Write out all of the data below line for line, changing nothing.

[Data listing]
════════════════════

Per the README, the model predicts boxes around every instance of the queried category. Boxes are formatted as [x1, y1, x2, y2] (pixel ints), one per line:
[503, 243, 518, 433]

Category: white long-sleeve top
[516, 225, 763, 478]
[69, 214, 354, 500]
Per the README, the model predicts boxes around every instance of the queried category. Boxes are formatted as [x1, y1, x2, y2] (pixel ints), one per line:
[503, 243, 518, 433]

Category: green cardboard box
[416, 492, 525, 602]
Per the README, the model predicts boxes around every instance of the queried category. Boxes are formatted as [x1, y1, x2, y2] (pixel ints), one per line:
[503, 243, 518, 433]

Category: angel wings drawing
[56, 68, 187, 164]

════════════════════

Solution to the problem ->
Per the README, the model predicts boxes around every instance of the queried category. Boxes are formatted as [x1, y1, x2, y2] (pixel ints), one per line:
[503, 243, 518, 433]

Category: white long-sleeve top
[516, 225, 763, 478]
[69, 214, 354, 500]
Per the README, the model predicts boxes around every instance of the queried category. Boxes are formatted as [x1, y1, x2, y2] (pixel ints), one per line:
[503, 243, 518, 433]

Category: green cardboard box
[416, 492, 525, 602]
Per the README, the model predicts boxes around every instance of the queried category. Boxes are formatted as [x1, y1, x2, y2] (pixel ints), one per line:
[503, 243, 518, 433]

Category: angel wings drawing
[56, 68, 187, 164]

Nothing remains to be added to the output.